### THE TASK
Within the records below is a range that opens at the line with "175, row 190." and closes at the line with "414, row 752.". Return that range word for word, both ends included, and only that range.

Image-grounded pointing data
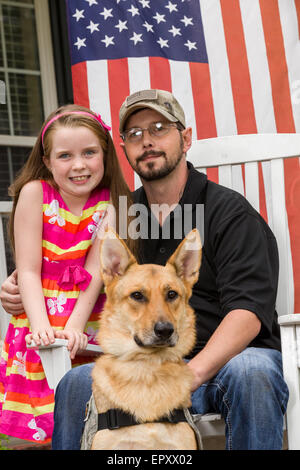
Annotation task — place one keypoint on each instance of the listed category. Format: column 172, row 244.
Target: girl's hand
column 77, row 340
column 42, row 336
column 10, row 295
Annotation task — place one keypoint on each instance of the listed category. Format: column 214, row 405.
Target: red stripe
column 80, row 84
column 118, row 79
column 160, row 74
column 297, row 5
column 238, row 65
column 277, row 66
column 203, row 101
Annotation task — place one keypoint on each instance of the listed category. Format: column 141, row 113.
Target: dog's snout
column 163, row 330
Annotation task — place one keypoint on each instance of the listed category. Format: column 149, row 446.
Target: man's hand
column 10, row 295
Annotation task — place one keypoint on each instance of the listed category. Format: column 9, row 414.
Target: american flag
column 234, row 65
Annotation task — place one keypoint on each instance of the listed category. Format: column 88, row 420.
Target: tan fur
column 140, row 372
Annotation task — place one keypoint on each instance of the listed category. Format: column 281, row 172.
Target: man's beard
column 152, row 174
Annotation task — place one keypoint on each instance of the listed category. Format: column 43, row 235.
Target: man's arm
column 10, row 296
column 235, row 332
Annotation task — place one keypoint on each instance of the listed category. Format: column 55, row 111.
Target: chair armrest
column 56, row 358
column 292, row 319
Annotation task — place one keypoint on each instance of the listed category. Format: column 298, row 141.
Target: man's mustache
column 149, row 152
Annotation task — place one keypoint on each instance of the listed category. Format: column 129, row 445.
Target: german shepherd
column 146, row 328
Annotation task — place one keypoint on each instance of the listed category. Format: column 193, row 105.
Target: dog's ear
column 187, row 257
column 115, row 257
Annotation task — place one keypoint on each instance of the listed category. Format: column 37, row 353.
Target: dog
column 146, row 328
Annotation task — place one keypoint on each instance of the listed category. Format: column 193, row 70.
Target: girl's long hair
column 35, row 168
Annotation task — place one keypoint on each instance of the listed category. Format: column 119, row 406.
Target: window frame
column 47, row 70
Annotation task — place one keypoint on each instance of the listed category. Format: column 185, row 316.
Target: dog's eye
column 171, row 295
column 137, row 296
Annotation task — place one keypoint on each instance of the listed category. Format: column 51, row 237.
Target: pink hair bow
column 100, row 120
column 74, row 275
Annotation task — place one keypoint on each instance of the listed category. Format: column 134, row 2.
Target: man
column 236, row 361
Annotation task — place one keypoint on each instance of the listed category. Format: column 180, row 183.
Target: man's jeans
column 249, row 392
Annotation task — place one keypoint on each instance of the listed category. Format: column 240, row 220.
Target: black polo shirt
column 239, row 268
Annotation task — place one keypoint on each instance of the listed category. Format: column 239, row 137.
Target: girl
column 60, row 200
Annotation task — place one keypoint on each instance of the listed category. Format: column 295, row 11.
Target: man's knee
column 257, row 373
column 75, row 381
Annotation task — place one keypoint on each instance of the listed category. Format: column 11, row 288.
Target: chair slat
column 237, row 179
column 225, row 176
column 252, row 184
column 285, row 296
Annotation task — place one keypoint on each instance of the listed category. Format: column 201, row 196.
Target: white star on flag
column 187, row 21
column 121, row 25
column 108, row 41
column 107, row 13
column 163, row 42
column 92, row 2
column 171, row 7
column 148, row 26
column 78, row 14
column 159, row 18
column 145, row 3
column 136, row 38
column 190, row 45
column 80, row 43
column 133, row 10
column 93, row 27
column 175, row 31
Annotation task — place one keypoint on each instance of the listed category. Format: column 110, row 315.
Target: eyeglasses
column 156, row 129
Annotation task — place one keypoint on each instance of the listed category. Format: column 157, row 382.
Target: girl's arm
column 28, row 225
column 75, row 326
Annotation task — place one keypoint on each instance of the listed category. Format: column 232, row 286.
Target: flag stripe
column 297, row 5
column 203, row 102
column 118, row 79
column 138, row 70
column 182, row 89
column 238, row 64
column 160, row 73
column 97, row 77
column 258, row 66
column 277, row 65
column 218, row 67
column 289, row 23
column 80, row 84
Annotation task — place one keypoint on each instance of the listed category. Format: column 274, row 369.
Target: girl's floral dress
column 26, row 401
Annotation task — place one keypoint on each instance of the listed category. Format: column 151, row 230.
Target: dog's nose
column 163, row 329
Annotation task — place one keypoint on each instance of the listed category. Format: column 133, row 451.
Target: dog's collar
column 116, row 418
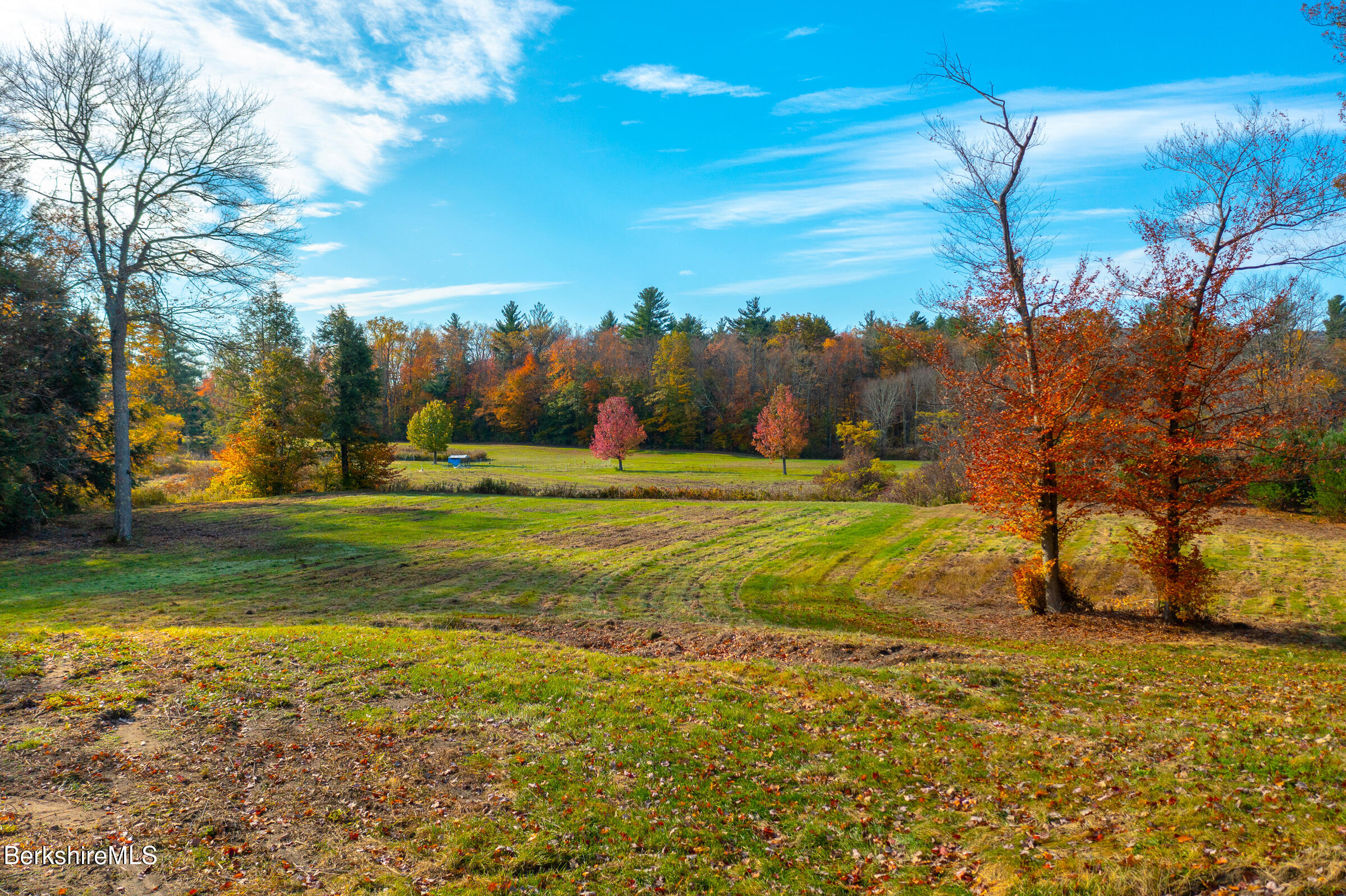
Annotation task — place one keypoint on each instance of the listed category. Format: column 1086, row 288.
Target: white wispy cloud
column 352, row 68
column 786, row 205
column 667, row 80
column 327, row 209
column 319, row 293
column 768, row 286
column 871, row 181
column 839, row 100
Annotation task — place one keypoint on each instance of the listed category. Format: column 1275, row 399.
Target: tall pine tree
column 352, row 387
column 651, row 318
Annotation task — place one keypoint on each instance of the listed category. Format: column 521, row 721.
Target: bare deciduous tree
column 881, row 400
column 167, row 178
column 995, row 229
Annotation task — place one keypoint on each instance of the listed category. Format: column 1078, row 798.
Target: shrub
column 1329, row 477
column 148, row 497
column 1030, row 589
column 862, row 475
column 857, row 479
column 412, row 452
column 935, row 484
column 1289, row 484
column 370, row 467
column 1185, row 590
column 432, row 428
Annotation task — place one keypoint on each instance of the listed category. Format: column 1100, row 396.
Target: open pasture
column 457, row 695
column 546, row 466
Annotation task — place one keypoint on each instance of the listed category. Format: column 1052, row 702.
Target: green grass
column 1030, row 759
column 1132, row 770
column 863, row 567
column 539, row 466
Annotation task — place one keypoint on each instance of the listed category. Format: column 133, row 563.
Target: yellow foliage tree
column 676, row 415
column 276, row 442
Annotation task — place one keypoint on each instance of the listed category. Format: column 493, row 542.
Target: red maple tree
column 1197, row 394
column 617, row 432
column 1027, row 370
column 781, row 427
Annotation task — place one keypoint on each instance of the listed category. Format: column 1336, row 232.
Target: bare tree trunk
column 1052, row 543
column 120, row 424
column 1173, row 553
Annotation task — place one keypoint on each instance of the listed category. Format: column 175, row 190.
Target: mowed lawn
column 542, row 466
column 302, row 709
column 415, row 557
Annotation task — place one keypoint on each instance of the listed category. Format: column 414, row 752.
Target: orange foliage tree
column 1029, row 390
column 1197, row 397
column 781, row 428
column 519, row 400
column 1029, row 387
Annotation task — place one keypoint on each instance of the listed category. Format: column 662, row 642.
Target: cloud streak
column 839, row 100
column 667, row 81
column 319, row 293
column 874, row 178
column 345, row 68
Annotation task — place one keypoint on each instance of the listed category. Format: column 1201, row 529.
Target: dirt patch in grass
column 174, row 526
column 610, row 537
column 279, row 797
column 694, row 641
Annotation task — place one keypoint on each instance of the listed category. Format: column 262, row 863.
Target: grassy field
column 539, row 466
column 457, row 693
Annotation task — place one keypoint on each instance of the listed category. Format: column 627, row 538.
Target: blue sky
column 459, row 154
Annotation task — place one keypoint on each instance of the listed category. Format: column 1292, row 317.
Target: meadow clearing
column 431, row 693
column 539, row 466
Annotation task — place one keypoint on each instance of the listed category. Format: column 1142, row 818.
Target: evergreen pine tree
column 694, row 327
column 352, row 385
column 753, row 322
column 1336, row 323
column 651, row 318
column 508, row 336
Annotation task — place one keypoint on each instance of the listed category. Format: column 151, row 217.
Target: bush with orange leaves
column 1030, row 589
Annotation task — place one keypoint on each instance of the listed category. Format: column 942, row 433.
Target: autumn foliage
column 431, row 428
column 1029, row 384
column 617, row 432
column 781, row 428
column 1198, row 394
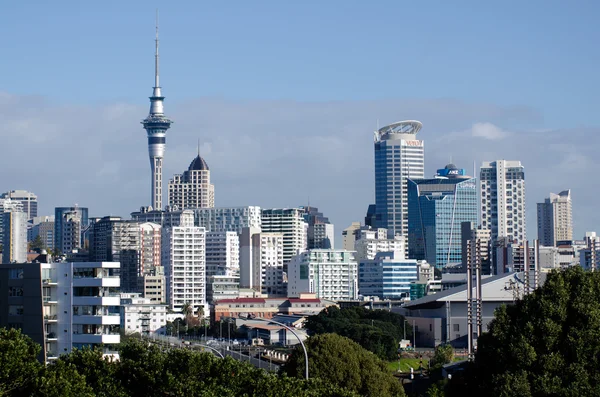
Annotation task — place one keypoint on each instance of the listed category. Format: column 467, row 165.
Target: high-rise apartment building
column 503, row 200
column 329, row 274
column 113, row 239
column 555, row 219
column 156, row 125
column 59, row 218
column 399, row 155
column 349, row 237
column 167, row 218
column 370, row 242
column 8, row 205
column 42, row 226
column 192, row 189
column 436, row 209
column 62, row 306
column 184, row 261
column 261, row 262
column 14, row 237
column 290, row 223
column 222, row 253
column 321, row 232
column 387, row 276
column 228, row 219
column 27, row 199
column 476, row 247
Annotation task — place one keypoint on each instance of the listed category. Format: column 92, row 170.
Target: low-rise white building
column 141, row 315
column 328, row 273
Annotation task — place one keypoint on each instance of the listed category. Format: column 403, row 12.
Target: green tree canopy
column 378, row 331
column 340, row 361
column 19, row 366
column 547, row 344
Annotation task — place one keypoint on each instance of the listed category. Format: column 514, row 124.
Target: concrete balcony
column 97, row 320
column 97, row 300
column 112, row 281
column 97, row 338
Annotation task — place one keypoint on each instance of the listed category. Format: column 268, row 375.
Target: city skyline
column 262, row 149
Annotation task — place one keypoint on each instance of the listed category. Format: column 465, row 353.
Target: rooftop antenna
column 156, row 82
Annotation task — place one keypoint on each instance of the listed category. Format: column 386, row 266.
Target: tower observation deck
column 156, row 126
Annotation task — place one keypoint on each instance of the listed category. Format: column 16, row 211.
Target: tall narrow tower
column 156, row 125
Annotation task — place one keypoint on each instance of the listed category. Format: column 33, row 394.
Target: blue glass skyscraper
column 399, row 155
column 436, row 208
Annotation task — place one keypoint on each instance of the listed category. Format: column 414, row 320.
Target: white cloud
column 488, row 131
column 273, row 153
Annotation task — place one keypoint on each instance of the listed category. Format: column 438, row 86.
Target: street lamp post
column 295, row 334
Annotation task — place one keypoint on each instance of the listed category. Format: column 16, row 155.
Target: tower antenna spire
column 156, row 80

### ANSWER TO THIS EXERCISE
Annotation task — place one keypoint on each instance of the listed category. Format: column 175, row 190.
Target: mowed lawn
column 542, row 466
column 302, row 709
column 415, row 557
Annotation task — place one keypoint on each instance of the listed category. Format: column 414, row 752.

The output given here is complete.